• [PAGE EXTRACT]
● ● ● ● ● ● ●

Protein-coding gene in the species Homo sapiens

Stromal antigen 3 is a protein that in humans is encoded by the STAG3 gene. STAG3 protein is a component of a cohesin complex that regulates the separation of sister chromatids specifically during meiosis. STAG3 appears to be paramount in sister-chromatid cohesion throughout the meiotic process in human oocytes and spermatocytes.

== Role in meiosis ==

STAG3 associates with several key structures throughout meiosis. As shown in spermatocytes, STAG3 interacts with the synaptonemal complex or SC, which facilitates the alignment of sister chromosomes. Furthermore, STAG3 associates with axial elements during prophase, which are responsible for packaging the sister chromosomes via loops. Once the axial elements interact with the SC they are termed as lateral elements. STAG3's involvement with these three complexes suggest its profound role in the cohesion of sister chromatids. Moreover, STAG3 has also been detected in the centromeres and telomeres of sister chromosomes, implying a potential role in telomere cohesion as well.

The role of STAG3 changes once prophase elapses. This is supported by the change in localization of STAG3 between metaphase and anaphase. STAG3 disassociates with the axes, but stays localized in the centromere, during the transition. Once anaphase is achieved, STAG3 is not observed anywhere in the chromosome architecture, further emphasizing its primary function in chromosome alignment and packaging.

● ● ● ● ● ● ●

• [MATERIAL SUPPLIED]
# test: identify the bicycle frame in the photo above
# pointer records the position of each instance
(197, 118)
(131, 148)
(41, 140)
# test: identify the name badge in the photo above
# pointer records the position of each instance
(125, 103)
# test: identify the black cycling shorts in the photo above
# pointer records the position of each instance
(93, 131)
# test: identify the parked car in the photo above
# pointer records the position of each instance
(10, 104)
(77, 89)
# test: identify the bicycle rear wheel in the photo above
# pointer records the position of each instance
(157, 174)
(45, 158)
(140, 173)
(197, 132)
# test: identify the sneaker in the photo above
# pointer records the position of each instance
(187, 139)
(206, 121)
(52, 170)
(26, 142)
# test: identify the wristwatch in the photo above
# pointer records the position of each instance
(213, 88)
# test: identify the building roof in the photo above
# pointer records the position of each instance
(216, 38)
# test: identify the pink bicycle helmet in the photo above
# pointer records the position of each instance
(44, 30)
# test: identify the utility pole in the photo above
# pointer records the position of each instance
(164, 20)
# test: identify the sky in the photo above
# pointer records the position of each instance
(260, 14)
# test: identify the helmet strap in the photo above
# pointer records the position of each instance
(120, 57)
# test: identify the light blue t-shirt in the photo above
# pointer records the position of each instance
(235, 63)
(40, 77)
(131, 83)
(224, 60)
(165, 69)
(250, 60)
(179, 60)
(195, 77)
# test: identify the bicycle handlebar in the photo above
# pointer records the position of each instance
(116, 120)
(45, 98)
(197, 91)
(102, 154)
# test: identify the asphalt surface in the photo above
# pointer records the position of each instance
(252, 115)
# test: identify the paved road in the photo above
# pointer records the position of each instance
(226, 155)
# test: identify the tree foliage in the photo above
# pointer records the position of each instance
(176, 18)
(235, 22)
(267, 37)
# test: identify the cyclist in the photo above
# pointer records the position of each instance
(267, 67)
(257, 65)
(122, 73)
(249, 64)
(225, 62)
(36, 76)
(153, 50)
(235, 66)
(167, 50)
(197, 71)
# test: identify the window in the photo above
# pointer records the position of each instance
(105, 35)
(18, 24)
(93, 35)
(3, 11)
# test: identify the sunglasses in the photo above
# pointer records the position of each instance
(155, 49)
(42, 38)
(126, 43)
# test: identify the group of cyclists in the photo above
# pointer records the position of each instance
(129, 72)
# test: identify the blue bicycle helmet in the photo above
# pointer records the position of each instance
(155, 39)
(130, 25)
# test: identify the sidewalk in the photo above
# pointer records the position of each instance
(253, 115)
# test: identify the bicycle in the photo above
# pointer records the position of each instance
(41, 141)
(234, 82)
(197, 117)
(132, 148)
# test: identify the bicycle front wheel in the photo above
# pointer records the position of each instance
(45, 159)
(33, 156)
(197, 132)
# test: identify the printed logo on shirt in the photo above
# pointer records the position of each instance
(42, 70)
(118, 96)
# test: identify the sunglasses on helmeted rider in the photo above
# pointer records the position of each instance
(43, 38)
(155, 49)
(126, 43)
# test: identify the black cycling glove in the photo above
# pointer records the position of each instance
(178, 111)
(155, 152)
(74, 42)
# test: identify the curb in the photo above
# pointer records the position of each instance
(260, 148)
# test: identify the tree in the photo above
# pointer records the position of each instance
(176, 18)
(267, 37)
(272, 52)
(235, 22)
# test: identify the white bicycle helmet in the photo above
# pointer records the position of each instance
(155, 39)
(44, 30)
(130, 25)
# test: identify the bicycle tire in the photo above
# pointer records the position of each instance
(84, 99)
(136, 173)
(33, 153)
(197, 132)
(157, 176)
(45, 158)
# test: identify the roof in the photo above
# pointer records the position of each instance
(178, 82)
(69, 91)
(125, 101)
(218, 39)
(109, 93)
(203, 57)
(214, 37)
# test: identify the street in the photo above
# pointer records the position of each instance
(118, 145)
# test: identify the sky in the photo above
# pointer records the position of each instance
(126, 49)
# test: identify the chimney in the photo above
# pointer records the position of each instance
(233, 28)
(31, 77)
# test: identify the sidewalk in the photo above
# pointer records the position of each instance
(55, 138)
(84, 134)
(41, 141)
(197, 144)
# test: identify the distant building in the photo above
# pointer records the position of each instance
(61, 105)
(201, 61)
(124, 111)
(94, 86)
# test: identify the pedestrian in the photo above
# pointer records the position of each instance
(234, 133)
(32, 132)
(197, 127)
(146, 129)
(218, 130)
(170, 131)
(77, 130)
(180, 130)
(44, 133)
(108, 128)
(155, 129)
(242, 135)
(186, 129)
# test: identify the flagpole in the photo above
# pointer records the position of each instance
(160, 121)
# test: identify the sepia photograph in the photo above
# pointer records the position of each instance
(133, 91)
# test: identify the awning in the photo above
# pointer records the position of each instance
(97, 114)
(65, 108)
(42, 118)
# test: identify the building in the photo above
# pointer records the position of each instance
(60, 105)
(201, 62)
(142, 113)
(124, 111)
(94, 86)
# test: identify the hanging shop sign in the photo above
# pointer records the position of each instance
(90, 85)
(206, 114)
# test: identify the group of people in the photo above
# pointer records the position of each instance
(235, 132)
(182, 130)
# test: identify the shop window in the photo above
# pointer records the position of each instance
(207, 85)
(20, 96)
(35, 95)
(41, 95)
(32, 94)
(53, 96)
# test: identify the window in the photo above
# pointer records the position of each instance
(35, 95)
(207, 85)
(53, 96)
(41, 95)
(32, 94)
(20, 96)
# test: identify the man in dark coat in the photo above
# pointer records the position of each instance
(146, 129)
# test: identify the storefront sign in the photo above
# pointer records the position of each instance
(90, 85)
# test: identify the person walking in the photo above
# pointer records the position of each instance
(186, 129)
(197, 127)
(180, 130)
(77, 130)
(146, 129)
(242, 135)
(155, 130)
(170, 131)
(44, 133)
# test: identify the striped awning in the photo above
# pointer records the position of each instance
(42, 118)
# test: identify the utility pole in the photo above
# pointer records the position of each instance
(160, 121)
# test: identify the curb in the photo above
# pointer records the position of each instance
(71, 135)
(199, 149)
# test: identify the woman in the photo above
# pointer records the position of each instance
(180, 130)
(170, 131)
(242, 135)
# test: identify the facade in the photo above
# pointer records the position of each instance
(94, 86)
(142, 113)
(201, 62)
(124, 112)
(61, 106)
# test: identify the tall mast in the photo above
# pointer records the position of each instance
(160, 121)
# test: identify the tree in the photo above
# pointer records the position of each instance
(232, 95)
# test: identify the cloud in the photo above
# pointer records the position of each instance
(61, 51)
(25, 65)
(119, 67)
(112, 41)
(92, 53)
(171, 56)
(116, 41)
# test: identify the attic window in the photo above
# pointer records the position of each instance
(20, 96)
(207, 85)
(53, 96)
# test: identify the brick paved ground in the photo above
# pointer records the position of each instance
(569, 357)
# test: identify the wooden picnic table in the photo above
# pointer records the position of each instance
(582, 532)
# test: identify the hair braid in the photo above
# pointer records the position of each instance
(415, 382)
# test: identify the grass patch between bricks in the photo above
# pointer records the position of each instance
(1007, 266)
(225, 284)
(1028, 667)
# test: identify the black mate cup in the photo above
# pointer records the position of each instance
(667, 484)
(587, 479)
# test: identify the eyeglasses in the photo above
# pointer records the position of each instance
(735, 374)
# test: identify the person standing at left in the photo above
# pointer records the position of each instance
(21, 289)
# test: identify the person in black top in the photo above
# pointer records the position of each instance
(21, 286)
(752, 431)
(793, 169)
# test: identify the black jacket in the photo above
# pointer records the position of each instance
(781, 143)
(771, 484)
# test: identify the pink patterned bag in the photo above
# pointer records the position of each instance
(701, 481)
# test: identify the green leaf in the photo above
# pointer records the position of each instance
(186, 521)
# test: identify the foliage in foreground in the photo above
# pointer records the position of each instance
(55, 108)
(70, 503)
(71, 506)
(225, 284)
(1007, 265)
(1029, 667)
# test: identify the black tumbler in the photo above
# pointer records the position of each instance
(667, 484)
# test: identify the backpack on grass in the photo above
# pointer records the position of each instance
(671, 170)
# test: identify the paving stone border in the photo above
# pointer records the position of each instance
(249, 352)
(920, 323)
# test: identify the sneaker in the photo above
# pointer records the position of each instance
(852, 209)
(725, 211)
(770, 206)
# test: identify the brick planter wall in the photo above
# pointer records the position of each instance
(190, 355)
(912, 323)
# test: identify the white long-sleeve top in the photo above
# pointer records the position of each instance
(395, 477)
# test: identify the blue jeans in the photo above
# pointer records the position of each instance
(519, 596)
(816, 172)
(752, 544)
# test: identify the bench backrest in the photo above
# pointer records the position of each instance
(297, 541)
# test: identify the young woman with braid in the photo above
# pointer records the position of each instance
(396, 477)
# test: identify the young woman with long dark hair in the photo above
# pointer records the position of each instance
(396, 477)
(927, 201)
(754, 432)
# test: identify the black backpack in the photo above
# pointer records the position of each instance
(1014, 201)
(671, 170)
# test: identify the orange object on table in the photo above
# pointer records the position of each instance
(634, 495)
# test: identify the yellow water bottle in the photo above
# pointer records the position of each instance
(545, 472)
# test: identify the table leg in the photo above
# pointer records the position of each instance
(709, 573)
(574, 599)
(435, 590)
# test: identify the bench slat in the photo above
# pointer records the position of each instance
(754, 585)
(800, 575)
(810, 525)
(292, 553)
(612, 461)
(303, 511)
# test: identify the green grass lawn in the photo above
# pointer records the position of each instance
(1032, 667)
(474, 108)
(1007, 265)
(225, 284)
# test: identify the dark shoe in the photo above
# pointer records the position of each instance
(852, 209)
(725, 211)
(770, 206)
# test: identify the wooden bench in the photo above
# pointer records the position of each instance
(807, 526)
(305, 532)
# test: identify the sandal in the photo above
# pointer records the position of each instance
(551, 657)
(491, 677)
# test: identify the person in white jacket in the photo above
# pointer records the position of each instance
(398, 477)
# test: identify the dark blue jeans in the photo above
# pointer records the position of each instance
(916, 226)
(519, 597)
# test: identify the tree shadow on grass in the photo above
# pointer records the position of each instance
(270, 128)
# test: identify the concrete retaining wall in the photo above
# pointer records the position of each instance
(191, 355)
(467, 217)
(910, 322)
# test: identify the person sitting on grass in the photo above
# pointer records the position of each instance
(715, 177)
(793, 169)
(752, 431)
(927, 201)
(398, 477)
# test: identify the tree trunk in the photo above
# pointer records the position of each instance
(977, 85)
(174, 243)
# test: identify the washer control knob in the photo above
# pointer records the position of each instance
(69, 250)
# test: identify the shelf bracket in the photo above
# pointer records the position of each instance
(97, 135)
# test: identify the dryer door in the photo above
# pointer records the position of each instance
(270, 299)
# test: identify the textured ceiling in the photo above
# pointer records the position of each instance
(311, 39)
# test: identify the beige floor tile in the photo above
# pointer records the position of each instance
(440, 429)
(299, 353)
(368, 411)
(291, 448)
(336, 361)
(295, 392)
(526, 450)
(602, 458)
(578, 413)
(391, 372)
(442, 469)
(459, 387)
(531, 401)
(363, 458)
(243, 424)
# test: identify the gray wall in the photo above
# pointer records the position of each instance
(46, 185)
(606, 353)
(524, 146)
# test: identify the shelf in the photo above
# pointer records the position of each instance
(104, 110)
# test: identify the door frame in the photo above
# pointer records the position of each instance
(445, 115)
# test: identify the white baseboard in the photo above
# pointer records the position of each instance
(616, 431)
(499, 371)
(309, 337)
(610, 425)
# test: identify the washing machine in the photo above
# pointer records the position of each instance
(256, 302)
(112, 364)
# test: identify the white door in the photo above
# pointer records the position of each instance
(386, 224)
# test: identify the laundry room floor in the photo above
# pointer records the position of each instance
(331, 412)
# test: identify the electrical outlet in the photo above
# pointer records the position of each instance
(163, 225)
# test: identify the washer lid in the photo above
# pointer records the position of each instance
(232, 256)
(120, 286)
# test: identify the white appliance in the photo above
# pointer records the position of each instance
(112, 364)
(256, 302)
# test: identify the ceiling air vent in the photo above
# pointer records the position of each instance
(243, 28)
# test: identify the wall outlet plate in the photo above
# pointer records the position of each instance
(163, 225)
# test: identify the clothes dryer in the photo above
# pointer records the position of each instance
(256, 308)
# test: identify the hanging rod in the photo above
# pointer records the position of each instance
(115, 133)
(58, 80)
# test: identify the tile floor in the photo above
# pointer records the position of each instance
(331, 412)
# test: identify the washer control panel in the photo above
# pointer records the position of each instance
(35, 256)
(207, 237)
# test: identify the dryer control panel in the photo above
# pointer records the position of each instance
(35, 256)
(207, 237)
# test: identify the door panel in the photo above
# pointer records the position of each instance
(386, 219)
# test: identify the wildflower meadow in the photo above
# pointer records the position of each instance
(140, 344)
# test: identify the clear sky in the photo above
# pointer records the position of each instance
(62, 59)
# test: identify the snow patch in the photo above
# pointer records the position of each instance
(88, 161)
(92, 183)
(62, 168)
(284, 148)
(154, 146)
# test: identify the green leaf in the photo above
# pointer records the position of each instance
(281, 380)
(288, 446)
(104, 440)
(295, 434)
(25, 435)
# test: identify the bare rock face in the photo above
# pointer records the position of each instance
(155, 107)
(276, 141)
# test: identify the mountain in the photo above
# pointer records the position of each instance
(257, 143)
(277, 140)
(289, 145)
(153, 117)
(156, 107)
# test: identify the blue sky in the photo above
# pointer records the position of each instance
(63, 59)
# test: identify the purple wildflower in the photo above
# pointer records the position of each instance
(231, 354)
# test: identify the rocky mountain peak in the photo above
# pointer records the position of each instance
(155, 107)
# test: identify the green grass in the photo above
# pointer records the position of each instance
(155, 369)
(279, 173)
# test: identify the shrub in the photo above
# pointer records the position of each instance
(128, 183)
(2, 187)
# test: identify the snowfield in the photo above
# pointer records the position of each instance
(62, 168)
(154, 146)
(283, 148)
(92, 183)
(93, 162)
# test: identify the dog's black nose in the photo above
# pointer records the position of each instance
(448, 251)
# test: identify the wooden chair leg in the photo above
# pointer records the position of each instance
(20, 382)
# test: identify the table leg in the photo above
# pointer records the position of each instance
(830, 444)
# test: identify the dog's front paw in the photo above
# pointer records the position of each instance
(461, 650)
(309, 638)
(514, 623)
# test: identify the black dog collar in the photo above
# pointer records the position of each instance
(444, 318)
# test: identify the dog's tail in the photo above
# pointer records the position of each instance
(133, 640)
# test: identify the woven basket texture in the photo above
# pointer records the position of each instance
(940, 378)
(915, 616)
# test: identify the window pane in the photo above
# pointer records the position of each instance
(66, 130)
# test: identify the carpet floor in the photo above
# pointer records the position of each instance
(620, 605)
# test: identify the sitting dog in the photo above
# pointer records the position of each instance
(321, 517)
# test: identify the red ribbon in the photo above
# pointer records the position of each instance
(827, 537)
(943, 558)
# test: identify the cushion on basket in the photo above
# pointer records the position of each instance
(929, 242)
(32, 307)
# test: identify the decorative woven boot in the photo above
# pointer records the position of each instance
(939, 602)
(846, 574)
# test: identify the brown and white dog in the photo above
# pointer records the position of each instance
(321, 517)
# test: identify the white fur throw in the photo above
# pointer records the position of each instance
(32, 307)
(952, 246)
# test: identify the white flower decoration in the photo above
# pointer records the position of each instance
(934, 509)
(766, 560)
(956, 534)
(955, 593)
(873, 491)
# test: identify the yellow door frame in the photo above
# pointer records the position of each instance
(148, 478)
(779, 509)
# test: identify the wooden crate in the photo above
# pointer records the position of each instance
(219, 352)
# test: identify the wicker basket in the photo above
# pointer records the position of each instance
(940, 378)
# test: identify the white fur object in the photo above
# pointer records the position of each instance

● ● ● ● ● ● ●

• [TASK 1]
Reproduce the stretch of the STAG3 text from "The role of" through "alignment and packaging.".
• [TASK 2]
Write the next part of the STAG3 text, starting after its final sentence.

• [TASK RESPONSE 1]
The role of STAG3 changes once prophase elapses. This is supported by the change in localization of STAG3 between metaphase and anaphase. STAG3 disassociates with the axes, but stays localized in the centromere, during the transition. Once anaphase is achieved, STAG3 is not observed anywhere in the chromosome architecture, further emphasizing its primary function in chromosome alignment and packaging.

• [TASK RESPONSE 2]
== Animal studies ==

=== Aging ===

Deficiencies in STAG3 production can result in severe complications during meiosis. In the aging and age-related disease strain of mice, SAM, many cohesin proteins, including STAG3, are shown in reduced numbers. This supports the widely believed role of cohesin deficiency in aneuploidy as a result of aging.

=== Infertility ===

Infertility is a widely studied outcome of STAG3 deficiency or knockout. In a study, a homozygous knockout of STAG3 gene was made in a strain of mice. The males that had the double knockout had their testis reduced to half the size of the wild type mouse. Female mice also gonad atrophy. In STAG3 deficient female mice, body weight to ovary ratio dropped 10 fold compared to STAG +/- females. While all other cohesin subunits were able to assemble, the loss of STAG3 impaired the synapsis of sister chromosomes, as shortened or no axial elements and SCs were able to be formed, causing the spermatocytes and oocytes to forgo meiosis upon reaching prophase. In STAG3 knockout cells, the presence of other necessary proteins for synaptonemal complex formation, SMC1beta, RAD21L, and REC8, were found in decreased amounts.

A homozygous 1-bp deletion inducing a frameshift mutation in STAG3 causes premature ovarian failure. Loss of function mutations in STAG3 can result in stifling ovary development in utero. Much like the infertile STAG3 knockout male mice models, female mice also experienced meiotic arrest during prophase. Since females are born with a finite amount of oocytes, a significant deficiency in STAG3 can result in a depletion of viable eggs early in life.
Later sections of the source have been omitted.